**ЗАДАНИЕ 1:**
Верните дословно фрагмент отрывка о Волларе начиная со слов «Верил ли Воллар» вплоть до слов «он набавлял цену.» включительно.

**ИСХОДНЫЙ ОТРЫВОК:**
Воллар и в самом деле был человеком, не лишенным странностей. Родившийся на острове Реюньон, в семье нотариуса, он приехал во Францию изучать право, сначала в Монпелье, потом в Париже. Но законы и указы увлекали его куда меньше, чем прогулки вдоль набережных Сены, где расположились лавочки букинистов и продавцов эстампов. Воллар приобрел несколько гравюр, завязал знакомство с художниками и в конце концов, бросив свою юридическую диссертацию, поступил на службу в "Художественный союз" торговый дом, который продавал произведения художников только академического толка. Было это в 1890 году. Обстановка "Художественного союза" очень скоро стала тяготить Воллара, и он решил основать собственное дело. У него было слишком мало денег, чтобы снять помещение для магазина, и он рыскал в поисках любителей Живописи, подхватывая на лету любые сведения, которые могли быть ему полезны. Ему удалось продать гравюры и рисунки Ропса 126, Стейнлена 127, Виллета 128, Форена 129. Эти сделки, как видно, принесли ему изрядный барыш, так как немного позже, в 1893 году, он открыл маленькую галерею на улице Лаффит. В 1895 году он стал продавать картины Сезанна и организовал первую выставку его произведений.
Верил ли Воллар в тех художников, картины которых продавал? Еще в начале его поприща одним из его клиентов был человек слепой от рождения. "Характерно для любителя искусства", - с небрежным видом замечал Воллар. У себя в магазине Воллар часто бывал очень мрачен. Отчасти потому, что таков был его характер, но отчасти из коммерческого расчета. Он уверял, будто из-за своего креольского происхождения он склонен к сонливости. Но он сильно преувеличивал - сонливость стала для него отличным тактическим приемом. Воллар отнюдь не торопился сбыть картину, он следил за покупателем, дожидаясь, пока его аппетиты разгорятся, чтобы тогда уже продать ему - и подороже - предмет его вожделений. Он никогда не соглашался уступить. Наоборот, стоило покупателю начать торговаться, как он набавлял цену.
Вкрадчивые манеры Воллара были не по нутру прямолинейному Гогену. Произведения художника с января 1894 года стали появляться в магазине Воллара. Тем не менее Воллар никогда не пытался обхаживать Гогена. Казалось, он им не интересуется. Потом время от времени Гоген стал получать письма от этого "разбойника" с "медоточивой повадкой" или стороной узнавать о том, что он приобрел ту или иную картину. В 1896 году Воллар вдруг попросил Гогена сделать для него гравюру и отпечатать ее в четырехстах экземплярах, чего Гоген сделать никак не мог, потому что у него не было ни станка, ни бумаги. В том же году Воллар купил у Шоде три картины Гогена за четыреста франков. В январе 1897 года Воллар снова обратился к Гогену, на этот раз прося, чтобы тот сделал "скульптурные модели для отливки в бронзе" и прислал "старые" рисунки. Предложение было довольно странным, и художник отнесся к нему иронически. Наконец в октябре Монфред продал Воллару четыре картины. Шестьсот франков, вырученных от этой продажи, и составляли большую часть суммы, которую он в последний раз выслал Гогену. И теперь Воллар, продолжая делать круги вокруг Гогена, предоставил свое помещение для его выставки...

**МАТЕРИАЛ:**
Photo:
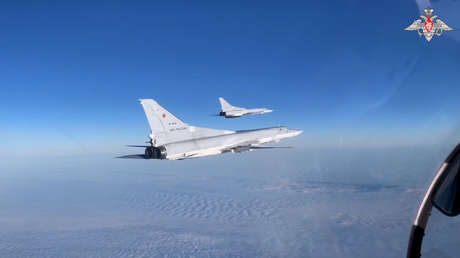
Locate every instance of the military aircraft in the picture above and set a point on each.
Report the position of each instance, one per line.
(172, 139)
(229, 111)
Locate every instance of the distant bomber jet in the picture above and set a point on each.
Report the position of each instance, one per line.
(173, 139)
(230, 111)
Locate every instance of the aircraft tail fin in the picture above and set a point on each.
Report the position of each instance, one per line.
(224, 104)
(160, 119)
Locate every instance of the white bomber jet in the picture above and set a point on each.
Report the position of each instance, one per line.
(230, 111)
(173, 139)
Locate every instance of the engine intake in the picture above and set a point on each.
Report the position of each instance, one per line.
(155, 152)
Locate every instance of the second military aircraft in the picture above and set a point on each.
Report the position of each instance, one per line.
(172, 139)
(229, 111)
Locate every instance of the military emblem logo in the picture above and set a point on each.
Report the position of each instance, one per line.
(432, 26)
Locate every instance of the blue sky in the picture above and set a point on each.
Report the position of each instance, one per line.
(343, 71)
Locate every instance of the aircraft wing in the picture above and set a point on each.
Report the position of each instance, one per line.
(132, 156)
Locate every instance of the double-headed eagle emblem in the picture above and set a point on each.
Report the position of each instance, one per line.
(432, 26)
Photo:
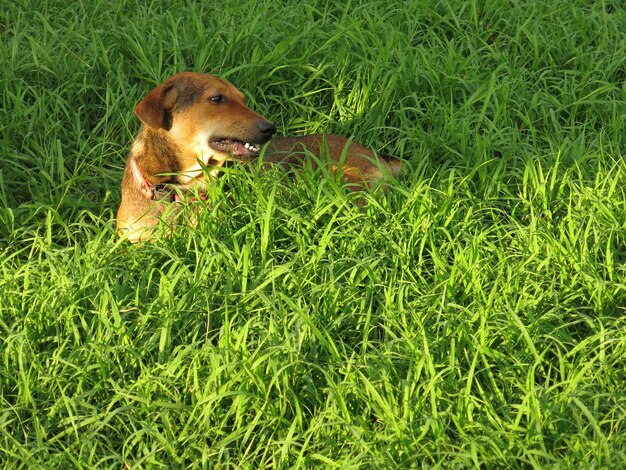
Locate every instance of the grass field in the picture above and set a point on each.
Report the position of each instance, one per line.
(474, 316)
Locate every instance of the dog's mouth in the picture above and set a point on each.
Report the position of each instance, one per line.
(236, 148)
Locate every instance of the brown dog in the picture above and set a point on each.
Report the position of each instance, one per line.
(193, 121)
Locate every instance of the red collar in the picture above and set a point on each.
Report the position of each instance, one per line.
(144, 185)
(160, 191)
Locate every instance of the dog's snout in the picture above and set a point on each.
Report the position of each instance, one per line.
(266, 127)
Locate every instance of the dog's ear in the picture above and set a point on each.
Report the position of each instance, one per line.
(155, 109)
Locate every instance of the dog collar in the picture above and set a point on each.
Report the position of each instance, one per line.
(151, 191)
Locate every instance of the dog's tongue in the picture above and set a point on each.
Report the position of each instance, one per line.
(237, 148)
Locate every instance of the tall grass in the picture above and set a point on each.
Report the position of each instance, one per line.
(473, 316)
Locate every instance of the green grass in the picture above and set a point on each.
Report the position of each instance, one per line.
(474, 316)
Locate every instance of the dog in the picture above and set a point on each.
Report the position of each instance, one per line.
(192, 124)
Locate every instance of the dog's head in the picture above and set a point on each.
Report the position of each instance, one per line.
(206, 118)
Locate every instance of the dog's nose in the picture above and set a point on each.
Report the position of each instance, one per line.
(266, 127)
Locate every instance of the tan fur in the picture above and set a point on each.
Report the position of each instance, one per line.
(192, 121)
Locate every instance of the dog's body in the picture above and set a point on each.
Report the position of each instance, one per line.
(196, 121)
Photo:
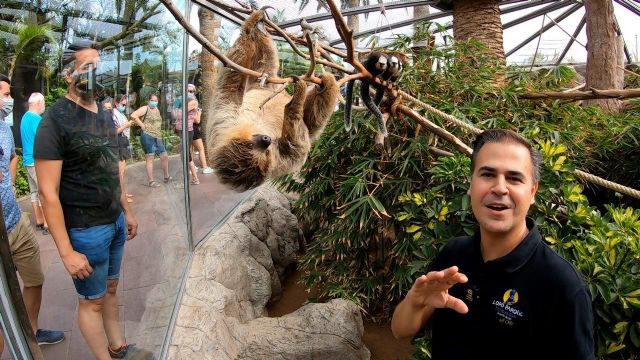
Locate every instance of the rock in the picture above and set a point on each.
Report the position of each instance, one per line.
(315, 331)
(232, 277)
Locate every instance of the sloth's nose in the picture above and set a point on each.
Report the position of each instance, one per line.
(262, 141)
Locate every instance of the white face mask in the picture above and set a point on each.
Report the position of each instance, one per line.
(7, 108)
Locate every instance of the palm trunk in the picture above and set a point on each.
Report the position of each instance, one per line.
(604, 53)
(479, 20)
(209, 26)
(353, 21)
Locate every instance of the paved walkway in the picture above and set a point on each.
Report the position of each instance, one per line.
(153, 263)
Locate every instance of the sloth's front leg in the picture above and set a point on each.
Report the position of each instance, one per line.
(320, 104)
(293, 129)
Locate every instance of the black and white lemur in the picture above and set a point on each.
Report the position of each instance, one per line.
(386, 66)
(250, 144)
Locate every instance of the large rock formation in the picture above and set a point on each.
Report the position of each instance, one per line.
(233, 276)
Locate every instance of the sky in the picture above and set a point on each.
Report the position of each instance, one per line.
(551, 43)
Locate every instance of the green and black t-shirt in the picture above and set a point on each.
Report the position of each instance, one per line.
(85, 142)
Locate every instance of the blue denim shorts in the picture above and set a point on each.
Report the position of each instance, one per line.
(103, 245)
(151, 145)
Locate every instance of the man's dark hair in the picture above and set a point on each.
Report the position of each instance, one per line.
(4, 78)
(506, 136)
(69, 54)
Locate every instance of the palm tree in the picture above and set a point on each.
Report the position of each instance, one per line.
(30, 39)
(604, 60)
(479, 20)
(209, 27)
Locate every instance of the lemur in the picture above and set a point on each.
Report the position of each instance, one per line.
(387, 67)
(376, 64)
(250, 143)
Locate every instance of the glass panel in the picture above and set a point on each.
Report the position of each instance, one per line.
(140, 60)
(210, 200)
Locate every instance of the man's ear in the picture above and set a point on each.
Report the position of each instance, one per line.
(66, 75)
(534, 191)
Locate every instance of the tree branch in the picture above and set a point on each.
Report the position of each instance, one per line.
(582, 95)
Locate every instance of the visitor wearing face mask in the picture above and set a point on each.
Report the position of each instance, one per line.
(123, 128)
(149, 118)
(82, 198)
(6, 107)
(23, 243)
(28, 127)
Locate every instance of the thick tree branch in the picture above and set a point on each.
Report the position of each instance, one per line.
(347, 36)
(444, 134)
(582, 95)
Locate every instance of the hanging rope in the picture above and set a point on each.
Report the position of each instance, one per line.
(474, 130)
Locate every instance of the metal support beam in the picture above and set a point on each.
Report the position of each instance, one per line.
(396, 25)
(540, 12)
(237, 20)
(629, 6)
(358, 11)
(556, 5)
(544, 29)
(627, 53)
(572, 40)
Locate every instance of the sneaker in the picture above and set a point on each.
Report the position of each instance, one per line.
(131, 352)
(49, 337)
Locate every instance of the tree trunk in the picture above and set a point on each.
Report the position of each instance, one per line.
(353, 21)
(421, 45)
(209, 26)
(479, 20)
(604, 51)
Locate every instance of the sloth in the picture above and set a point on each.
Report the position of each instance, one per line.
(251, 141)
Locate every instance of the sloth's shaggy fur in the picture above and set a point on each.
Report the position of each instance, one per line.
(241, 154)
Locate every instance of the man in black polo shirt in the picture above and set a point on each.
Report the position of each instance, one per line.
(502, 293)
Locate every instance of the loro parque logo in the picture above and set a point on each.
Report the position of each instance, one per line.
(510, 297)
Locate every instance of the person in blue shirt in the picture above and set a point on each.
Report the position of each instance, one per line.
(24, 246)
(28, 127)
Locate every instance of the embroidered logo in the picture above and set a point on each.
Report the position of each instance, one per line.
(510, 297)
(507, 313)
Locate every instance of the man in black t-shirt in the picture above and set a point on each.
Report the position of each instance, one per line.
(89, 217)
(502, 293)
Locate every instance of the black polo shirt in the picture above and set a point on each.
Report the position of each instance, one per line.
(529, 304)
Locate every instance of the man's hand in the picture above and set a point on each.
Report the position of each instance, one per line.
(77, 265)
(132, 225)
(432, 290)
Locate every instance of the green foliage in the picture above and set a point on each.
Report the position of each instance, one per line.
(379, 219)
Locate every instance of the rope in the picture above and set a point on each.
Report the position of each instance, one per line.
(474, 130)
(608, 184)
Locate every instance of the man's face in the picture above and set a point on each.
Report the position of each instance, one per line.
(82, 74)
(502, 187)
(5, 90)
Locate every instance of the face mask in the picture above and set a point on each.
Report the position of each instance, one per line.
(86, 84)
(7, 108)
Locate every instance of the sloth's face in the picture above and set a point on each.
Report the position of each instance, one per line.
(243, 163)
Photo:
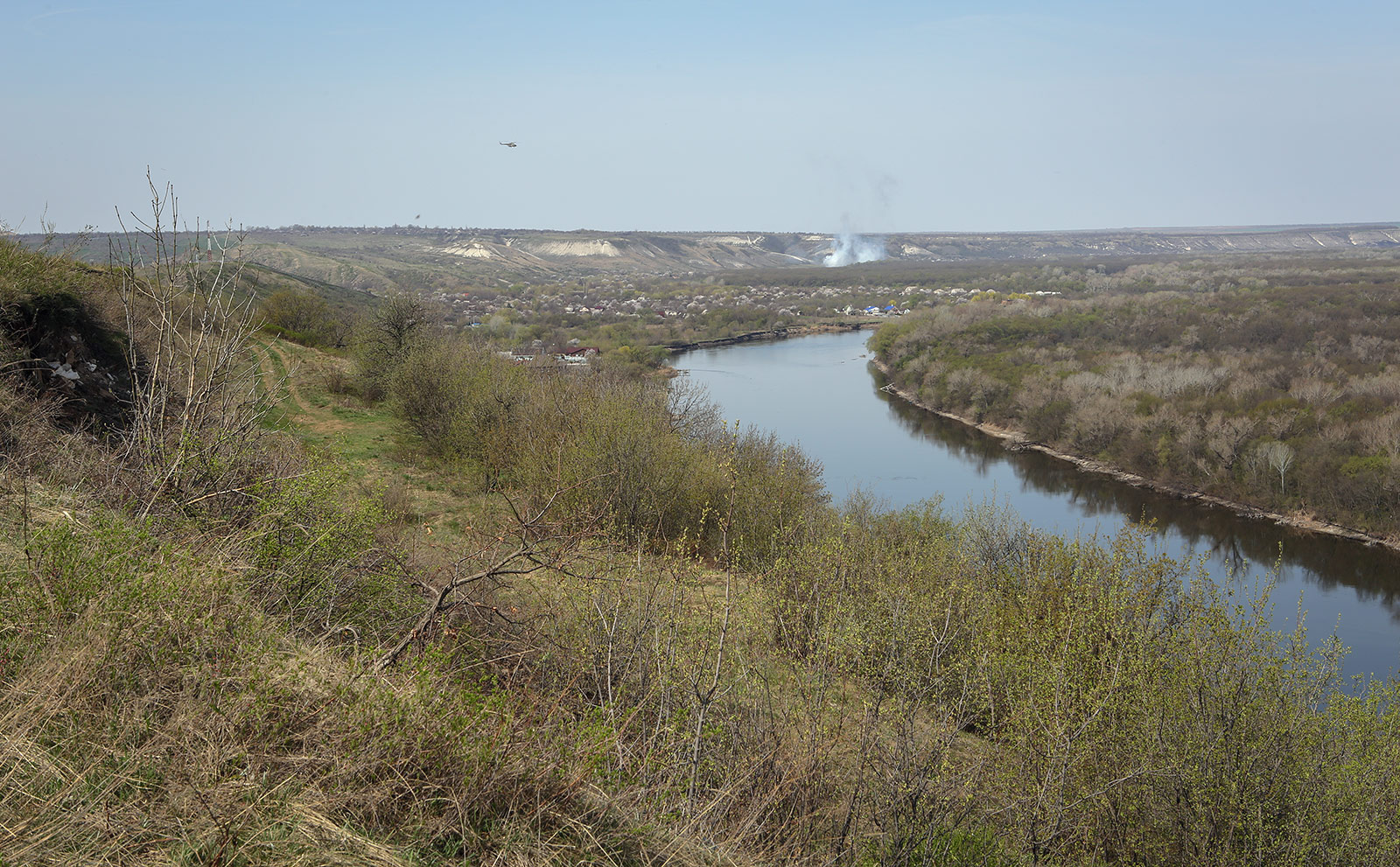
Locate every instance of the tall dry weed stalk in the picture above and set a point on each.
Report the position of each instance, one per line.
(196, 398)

**ЗАДАНИЕ 2:**
Укажите количество строк в записях, содержащих слово «tree», с учетом регистра. В ответе дайте только число.

**ПРАВИЛЬНЫЙ ОТВЕТ 1:**
Верил ли Воллар в тех художников, картины которых продавал? Еще в начале его поприща одним из его клиентов был человек слепой от рождения. "Характерно для любителя искусства", - с небрежным видом замечал Воллар. У себя в магазине Воллар часто бывал очень мрачен. Отчасти потому, что таков был его характер, но отчасти из коммерческого расчета. Он уверял, будто из-за своего креольского происхождения он склонен к сонливости. Но он сильно преувеличивал - сонливость стала для него отличным тактическим приемом. Воллар отнюдь не торопился сбыть картину, он следил за покупателем, дожидаясь, пока его аппетиты разгорятся, чтобы тогда уже продать ему - и подороже - предмет его вожделений. Он никогда не соглашался уступить. Наоборот, стоило покупателю начать торговаться, как он набавлял цену.

**ПРАВИЛЬНЫЙ ОТВЕТ 2:**
4